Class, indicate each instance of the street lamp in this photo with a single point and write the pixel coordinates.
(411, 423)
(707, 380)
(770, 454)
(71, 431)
—————
Rewrite the records above, putting "lamppost" in place of "street lamp" and leaving everything else as it is.

Class, indicate each instance of the lamppost in this photo with a single point and write the pixel coordinates.
(411, 423)
(707, 380)
(770, 454)
(71, 431)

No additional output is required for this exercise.